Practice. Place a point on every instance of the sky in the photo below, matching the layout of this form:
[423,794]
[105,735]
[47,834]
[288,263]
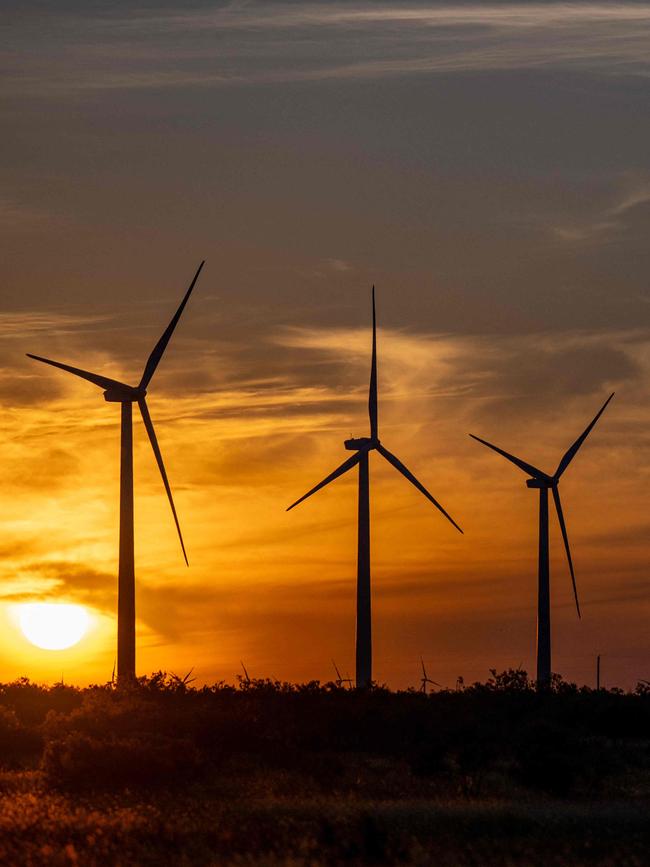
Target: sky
[486,167]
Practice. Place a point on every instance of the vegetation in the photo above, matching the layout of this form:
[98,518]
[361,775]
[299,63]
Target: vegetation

________________________

— Short exercise —
Output everything from the line containing "Practice. Place a point on every instance of the vegetation" down to the end of the rows as a Markdown table with the columns No. and Line, numbering each line and leaving out blank lines.

— Completed task —
| No. | Line |
|---|---|
| 1 | Practice. Place a point on every instance of the vegetation in the photo above, matching the layout of this form: |
| 2 | [98,518] |
| 3 | [361,775] |
| 4 | [299,63] |
| 5 | Target: vegetation |